═════ Available data

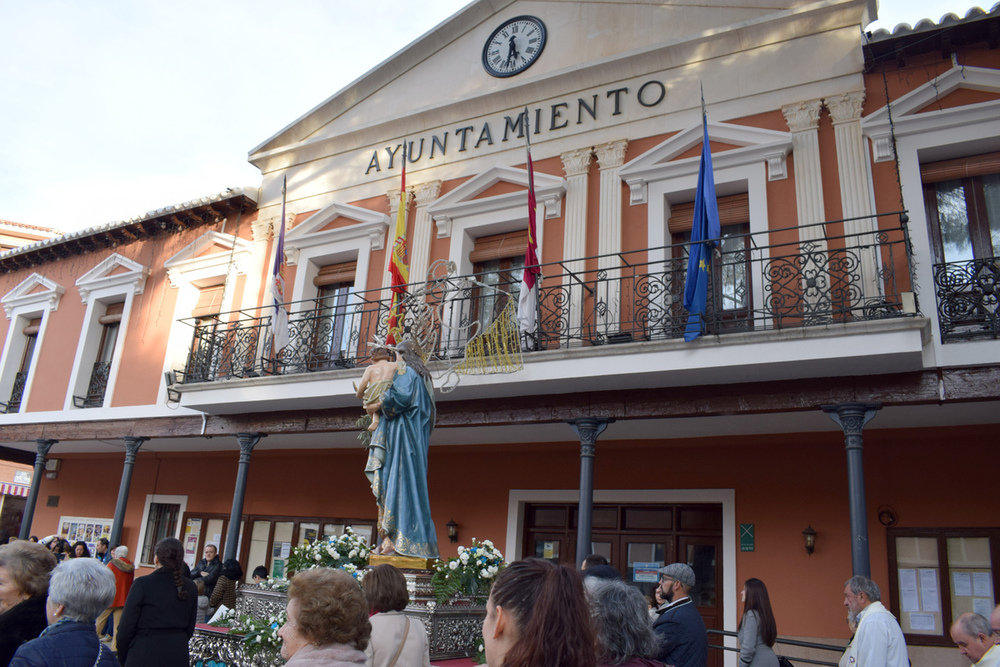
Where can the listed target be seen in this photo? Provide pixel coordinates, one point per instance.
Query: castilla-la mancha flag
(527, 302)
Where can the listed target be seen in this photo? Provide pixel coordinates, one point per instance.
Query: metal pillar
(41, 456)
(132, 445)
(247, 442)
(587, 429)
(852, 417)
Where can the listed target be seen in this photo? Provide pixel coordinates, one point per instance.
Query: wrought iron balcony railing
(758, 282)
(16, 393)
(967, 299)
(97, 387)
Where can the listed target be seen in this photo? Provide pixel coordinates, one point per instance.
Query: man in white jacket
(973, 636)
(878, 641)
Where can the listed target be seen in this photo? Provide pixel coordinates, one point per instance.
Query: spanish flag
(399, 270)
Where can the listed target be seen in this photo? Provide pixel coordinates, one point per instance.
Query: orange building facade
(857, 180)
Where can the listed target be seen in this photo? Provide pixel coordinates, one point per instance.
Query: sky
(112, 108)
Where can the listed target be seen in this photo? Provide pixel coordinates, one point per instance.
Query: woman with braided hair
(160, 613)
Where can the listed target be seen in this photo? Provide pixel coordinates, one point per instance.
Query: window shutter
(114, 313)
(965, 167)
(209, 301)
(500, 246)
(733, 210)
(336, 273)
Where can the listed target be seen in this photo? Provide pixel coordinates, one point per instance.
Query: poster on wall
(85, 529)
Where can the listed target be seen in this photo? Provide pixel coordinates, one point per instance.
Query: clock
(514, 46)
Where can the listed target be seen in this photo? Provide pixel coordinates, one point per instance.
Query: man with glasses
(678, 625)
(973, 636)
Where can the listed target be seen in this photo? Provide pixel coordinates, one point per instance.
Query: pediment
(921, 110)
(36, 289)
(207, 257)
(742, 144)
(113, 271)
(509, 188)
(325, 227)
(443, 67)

══════════
═════ Available data

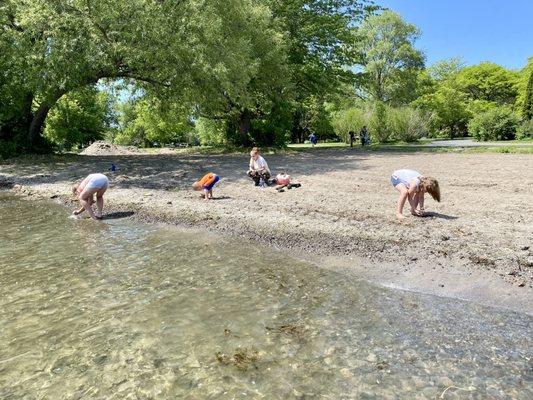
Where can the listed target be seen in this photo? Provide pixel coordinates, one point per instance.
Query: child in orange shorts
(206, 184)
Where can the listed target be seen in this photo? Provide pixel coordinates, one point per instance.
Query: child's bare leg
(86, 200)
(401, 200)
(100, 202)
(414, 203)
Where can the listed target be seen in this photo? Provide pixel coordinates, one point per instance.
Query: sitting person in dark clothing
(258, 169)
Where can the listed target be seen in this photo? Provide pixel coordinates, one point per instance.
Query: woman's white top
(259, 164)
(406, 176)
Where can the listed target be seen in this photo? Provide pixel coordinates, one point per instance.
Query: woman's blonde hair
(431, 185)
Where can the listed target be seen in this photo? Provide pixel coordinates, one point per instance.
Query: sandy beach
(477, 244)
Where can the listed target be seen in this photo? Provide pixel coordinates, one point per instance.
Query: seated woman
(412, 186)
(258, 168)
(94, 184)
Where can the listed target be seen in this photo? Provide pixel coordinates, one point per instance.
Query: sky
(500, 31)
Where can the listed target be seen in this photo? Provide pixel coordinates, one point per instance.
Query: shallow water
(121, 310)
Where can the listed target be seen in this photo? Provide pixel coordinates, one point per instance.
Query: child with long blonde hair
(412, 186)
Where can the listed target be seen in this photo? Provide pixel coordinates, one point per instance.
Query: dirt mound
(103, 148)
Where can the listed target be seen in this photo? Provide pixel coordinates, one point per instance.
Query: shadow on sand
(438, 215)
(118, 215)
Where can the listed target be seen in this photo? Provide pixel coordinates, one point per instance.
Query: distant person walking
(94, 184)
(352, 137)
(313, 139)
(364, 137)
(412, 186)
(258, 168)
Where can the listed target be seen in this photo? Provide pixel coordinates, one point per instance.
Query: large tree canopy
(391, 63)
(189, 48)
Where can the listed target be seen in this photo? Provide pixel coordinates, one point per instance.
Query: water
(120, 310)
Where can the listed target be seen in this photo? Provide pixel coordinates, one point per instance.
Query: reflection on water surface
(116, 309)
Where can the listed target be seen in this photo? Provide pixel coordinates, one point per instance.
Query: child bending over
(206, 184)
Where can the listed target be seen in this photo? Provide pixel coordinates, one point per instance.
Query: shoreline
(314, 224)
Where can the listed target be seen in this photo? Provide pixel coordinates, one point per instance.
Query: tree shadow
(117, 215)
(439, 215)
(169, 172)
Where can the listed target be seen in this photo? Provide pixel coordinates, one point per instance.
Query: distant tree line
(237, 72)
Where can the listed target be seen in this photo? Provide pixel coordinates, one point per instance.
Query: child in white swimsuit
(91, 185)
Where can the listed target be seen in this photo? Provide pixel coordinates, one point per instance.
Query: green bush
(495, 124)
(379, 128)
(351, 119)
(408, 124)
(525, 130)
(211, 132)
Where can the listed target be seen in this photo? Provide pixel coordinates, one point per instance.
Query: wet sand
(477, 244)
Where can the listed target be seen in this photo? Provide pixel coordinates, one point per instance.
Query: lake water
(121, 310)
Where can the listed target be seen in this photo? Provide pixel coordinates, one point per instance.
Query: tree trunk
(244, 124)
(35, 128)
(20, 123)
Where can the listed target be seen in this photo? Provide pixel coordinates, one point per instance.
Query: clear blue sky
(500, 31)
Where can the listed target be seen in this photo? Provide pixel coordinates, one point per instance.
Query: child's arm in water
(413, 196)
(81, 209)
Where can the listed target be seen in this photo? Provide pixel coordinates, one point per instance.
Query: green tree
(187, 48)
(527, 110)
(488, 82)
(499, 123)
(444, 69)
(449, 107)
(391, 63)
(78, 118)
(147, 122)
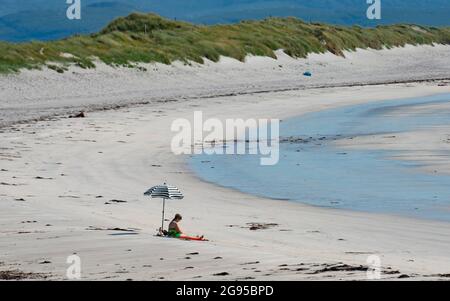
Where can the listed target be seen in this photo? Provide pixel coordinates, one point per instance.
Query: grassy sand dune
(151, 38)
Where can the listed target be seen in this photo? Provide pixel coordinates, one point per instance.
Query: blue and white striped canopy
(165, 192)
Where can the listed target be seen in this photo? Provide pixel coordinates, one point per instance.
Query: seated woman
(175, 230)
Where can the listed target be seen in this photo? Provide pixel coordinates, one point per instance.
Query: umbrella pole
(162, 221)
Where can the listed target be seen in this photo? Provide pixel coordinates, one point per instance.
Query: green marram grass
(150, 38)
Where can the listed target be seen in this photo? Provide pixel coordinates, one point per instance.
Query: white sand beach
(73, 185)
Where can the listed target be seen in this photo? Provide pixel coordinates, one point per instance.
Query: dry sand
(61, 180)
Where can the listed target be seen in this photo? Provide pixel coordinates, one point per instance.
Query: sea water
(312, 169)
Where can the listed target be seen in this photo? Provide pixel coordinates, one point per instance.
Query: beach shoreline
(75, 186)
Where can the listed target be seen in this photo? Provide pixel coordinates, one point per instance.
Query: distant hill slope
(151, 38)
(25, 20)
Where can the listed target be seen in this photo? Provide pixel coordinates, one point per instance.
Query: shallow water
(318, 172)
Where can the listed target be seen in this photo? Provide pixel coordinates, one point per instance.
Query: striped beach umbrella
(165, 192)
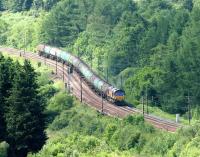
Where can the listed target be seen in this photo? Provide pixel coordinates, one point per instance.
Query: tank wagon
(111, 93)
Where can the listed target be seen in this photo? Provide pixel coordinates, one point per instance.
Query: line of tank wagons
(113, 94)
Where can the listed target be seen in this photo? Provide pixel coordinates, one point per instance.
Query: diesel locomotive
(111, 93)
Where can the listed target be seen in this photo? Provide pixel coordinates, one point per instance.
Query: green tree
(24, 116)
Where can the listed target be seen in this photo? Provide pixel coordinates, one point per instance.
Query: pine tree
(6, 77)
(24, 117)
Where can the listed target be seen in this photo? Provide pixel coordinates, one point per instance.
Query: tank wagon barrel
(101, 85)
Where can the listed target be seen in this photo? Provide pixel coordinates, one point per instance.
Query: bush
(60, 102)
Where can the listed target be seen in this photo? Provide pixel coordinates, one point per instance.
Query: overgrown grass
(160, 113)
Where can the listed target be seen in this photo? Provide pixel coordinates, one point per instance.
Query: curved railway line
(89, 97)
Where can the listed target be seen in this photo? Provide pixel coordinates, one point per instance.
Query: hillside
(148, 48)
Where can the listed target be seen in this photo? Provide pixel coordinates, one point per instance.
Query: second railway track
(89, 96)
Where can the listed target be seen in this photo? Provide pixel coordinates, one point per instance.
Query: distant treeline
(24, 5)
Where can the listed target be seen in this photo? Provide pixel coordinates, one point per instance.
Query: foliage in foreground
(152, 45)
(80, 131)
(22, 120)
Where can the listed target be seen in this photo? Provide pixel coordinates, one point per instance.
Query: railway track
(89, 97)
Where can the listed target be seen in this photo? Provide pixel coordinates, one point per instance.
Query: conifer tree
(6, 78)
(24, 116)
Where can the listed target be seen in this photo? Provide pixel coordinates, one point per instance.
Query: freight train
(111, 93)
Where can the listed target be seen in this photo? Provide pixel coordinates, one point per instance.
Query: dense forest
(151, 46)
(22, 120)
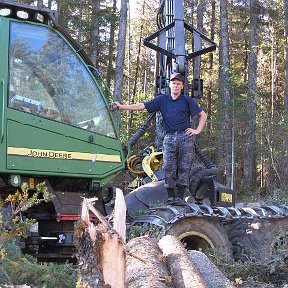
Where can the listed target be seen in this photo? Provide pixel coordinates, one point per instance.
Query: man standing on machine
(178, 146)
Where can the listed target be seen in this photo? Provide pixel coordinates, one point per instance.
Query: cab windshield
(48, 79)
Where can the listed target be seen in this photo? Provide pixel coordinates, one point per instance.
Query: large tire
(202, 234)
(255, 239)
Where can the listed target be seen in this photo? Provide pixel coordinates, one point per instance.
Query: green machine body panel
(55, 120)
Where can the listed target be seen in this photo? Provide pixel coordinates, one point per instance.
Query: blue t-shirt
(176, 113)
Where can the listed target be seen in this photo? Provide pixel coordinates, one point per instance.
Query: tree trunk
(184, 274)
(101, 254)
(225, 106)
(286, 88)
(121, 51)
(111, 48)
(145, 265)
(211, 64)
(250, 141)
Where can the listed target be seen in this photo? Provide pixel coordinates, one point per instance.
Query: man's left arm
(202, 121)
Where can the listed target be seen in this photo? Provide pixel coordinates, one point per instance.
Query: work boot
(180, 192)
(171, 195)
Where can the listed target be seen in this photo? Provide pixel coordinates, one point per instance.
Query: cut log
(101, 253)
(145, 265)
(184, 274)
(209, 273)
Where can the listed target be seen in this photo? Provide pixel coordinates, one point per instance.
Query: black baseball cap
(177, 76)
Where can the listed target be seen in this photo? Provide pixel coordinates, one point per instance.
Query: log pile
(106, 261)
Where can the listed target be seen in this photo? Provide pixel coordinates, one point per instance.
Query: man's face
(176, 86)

══════════
═════ Available data

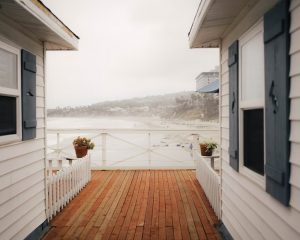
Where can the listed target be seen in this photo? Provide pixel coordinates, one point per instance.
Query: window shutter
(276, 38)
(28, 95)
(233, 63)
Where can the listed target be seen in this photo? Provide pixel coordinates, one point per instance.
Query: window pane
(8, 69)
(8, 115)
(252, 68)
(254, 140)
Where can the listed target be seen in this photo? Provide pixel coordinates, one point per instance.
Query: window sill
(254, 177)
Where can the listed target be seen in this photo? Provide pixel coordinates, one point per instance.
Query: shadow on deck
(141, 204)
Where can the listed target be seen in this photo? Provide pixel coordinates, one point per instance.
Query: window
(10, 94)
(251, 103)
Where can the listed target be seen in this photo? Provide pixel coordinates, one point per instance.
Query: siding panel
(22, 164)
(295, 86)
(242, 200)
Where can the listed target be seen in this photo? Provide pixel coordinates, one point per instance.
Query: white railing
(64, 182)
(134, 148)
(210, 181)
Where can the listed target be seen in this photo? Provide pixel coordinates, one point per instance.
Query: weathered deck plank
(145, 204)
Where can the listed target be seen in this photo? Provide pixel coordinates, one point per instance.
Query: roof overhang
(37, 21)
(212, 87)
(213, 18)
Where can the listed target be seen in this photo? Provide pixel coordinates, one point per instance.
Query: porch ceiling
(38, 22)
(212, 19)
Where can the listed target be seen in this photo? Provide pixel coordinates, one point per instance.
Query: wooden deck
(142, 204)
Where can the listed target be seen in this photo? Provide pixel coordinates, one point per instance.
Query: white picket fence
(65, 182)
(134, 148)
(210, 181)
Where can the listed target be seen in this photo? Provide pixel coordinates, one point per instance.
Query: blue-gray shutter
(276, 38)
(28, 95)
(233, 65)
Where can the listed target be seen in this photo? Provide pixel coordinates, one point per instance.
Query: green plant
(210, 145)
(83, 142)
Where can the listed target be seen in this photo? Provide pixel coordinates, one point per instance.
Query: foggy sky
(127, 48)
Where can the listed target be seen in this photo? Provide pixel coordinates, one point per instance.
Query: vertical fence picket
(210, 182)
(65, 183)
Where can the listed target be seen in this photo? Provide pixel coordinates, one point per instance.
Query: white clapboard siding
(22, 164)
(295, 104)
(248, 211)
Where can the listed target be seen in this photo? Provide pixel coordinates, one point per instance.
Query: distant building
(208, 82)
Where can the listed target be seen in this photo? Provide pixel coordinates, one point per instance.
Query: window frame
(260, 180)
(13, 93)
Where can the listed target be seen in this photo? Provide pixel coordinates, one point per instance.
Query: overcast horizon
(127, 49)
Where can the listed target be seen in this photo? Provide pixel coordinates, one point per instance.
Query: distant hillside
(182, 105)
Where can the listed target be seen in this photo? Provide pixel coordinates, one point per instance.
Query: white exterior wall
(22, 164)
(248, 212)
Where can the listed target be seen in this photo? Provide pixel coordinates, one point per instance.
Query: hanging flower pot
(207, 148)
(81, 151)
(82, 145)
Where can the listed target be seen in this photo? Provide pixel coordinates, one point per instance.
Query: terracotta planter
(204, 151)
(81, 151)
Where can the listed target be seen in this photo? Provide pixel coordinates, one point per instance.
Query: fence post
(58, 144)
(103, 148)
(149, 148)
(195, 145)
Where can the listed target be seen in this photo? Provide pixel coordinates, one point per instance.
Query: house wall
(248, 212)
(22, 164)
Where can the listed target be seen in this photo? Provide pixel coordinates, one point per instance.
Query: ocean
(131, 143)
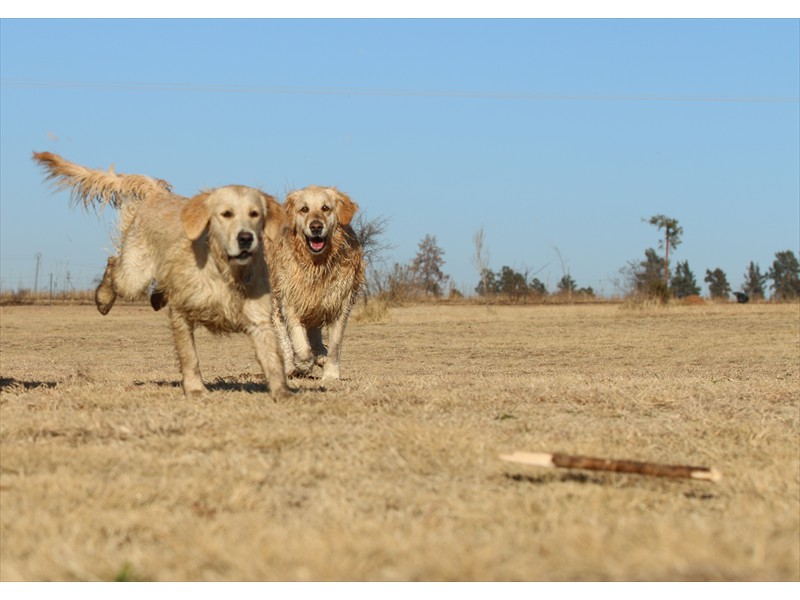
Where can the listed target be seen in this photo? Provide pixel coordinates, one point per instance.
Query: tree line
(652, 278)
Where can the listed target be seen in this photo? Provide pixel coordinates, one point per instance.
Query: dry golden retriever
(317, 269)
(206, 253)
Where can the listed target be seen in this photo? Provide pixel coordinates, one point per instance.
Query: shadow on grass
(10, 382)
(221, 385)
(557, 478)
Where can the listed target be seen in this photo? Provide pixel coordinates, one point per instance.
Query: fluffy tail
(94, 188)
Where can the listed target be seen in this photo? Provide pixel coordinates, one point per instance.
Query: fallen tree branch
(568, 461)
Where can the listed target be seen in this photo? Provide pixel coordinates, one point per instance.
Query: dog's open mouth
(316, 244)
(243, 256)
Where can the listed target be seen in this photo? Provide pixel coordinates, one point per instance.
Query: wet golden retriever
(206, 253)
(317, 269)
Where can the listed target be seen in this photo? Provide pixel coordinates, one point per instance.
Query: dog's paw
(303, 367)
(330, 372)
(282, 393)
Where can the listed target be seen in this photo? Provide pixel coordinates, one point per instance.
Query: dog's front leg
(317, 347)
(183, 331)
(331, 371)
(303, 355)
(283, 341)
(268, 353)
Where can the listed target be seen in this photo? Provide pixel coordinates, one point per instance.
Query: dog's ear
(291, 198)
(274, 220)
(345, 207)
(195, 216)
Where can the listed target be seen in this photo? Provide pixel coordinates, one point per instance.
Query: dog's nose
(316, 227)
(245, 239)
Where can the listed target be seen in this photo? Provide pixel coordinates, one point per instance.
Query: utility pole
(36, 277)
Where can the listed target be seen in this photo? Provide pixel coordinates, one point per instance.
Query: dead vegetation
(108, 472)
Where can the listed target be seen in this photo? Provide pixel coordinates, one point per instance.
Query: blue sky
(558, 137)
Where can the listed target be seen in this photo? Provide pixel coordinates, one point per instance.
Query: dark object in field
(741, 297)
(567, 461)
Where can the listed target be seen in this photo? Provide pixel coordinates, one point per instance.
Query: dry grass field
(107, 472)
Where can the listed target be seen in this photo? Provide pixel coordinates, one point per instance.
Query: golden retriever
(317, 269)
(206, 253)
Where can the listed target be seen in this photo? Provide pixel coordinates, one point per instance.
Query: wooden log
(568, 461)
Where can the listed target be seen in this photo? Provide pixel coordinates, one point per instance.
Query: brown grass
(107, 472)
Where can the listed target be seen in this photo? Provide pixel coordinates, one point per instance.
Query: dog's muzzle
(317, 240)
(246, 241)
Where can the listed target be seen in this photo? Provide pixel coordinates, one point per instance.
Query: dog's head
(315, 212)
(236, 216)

══════════

▸ **Directions**:
Extract from the data above every line that contains the word "green", and list those lines in the order they appear.

▸ **Correct output**:
Query: green bush
Query: green tree
Query: green marram grass
Query: green tree
Query: green machine body panel
Query: green plant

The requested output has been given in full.